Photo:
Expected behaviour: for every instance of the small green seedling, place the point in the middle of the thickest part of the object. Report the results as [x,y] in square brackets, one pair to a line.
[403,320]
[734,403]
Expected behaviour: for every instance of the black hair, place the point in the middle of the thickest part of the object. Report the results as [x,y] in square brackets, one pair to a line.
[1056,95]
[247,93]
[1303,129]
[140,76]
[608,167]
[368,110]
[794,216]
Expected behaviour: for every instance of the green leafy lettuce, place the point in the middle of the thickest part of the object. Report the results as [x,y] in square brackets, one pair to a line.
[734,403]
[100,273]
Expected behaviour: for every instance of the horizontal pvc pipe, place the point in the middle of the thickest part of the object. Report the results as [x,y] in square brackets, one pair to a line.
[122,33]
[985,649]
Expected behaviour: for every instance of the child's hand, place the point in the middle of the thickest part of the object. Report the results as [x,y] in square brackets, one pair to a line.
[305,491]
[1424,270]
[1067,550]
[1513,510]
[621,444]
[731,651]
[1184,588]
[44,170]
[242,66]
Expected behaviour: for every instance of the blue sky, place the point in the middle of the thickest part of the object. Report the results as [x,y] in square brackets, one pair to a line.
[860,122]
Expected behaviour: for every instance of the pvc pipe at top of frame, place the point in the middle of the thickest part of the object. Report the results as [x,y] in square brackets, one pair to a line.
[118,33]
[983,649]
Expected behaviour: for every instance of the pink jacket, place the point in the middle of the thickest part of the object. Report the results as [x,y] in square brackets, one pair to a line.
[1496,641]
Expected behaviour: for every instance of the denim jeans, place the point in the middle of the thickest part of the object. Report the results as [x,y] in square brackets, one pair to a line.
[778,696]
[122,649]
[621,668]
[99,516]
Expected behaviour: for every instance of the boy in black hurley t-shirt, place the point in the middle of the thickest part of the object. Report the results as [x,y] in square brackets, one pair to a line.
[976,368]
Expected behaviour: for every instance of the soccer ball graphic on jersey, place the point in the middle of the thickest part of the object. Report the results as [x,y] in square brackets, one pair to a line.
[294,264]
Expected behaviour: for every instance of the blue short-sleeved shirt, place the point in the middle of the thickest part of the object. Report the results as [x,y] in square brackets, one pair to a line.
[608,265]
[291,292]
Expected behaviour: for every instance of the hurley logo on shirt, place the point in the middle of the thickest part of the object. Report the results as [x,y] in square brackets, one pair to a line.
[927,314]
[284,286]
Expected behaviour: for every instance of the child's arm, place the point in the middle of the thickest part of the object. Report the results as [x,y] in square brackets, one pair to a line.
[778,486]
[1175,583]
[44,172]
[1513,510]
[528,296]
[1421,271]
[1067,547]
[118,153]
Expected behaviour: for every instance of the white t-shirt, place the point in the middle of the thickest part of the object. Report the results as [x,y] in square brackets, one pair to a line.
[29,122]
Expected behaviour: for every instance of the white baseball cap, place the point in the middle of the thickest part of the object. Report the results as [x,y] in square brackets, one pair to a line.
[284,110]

Stated goal: Copy out every line above exactly as it appears, without changing anything.

Completed task:
Photo:
Expected behaviour: for every instance of the small green seedling, place the point in the middle of the thickest part of the object. Report the results as [x,y] in square brackets, one pair to a line.
[403,320]
[734,403]
Expected behaviour: for every instance of the black hair, place the point in the middle of the thickest part of the object. Report the results as [x,y] in square brackets, one pair to a line.
[1056,95]
[247,93]
[1303,129]
[140,76]
[608,167]
[368,110]
[794,216]
Expected behaviour: for every instance of the green leafy lettuce, place the point in the middle of the thickest part of the object. Report the results as [x,y] in square brackets, one pair to a line.
[734,403]
[100,273]
Expected behaviour: for every instance of the horizontal pvc pipe, place the point in the middle of the thickest part of the object. Report the results as [x,y] in square brackets, one pair to a line.
[122,33]
[985,649]
Expected behaviour: for every instance of the child's hand, place the point in the middle of the thickest part of the object. Report the results as [x,y] in square brackets, one pair to a line.
[305,491]
[1424,270]
[1067,550]
[1513,510]
[621,444]
[731,651]
[1184,588]
[44,170]
[242,66]
Expected behaviour: for every instance of the blue sky, place the point in the middle of the thickest part of the object. Report the results as [x,y] in square brackets, one pair to a line.
[860,122]
Expected behaviour: for every instance of the pvc pipe at top of frame, place the point in the middle of the thickest part of the object. Report the results as [x,y] in square brackets, one pair to a line.
[118,33]
[983,649]
Expected behaviour: for every instance of the pink jacket, place the point in the middle of the thickest part of the object. Report the results as [x,y] in square brackets, one pair to a line.
[1496,641]
Expected behaviour: for every instance of the denim jeans, place the point in the middle of the thickest part of the object. Report the results as [x,y] in square brackets, one pair to a line.
[778,696]
[122,649]
[621,668]
[99,516]
Expected behaviour: for every instance of the boy in black hurley t-shirt, place the point in the middle of the thickest part of the object. Report the results as [x,y] in square brackets, one pair to a line.
[976,368]
Expected behaviour: for every instance of the soccer ball graphic on jersey, place the point in the middle of the thickest part of the object. Report the results as [x,y] in square brackets, one pair to a line.
[294,264]
Expected behaviour: for every instance of the blue short-sleeved shirt, place the point in the middle of the thickest part of the object. Report the results as [x,y] in square brackets, one pair to a line.
[608,265]
[291,292]
Expected behaviour: for every instance of the hurley logo on shirt, place the point in the middle of the thickest part of the object. Report the results as [x,y] in square brackets, one pair to a line.
[927,314]
[284,286]
Expected behaviour: for every instance of the child's arm, place the point in the middle of the thickest part of the object. Report the results as [x,y] in square brackets, one pair to a line.
[778,486]
[1175,583]
[44,172]
[1513,510]
[528,296]
[1421,271]
[1067,547]
[118,153]
Expected behaviour: for every instance of the white t-shirt, place the point in the middle of the thickest part of the object. Report the results as [x,y] in square brackets, one pair to a line.
[29,122]
Expected behaviour: for every instance of the white baseball cap, place the point in the middle of the thickest part of the object. Report the results as [x,y] in square brackets, one pair to a line.
[284,110]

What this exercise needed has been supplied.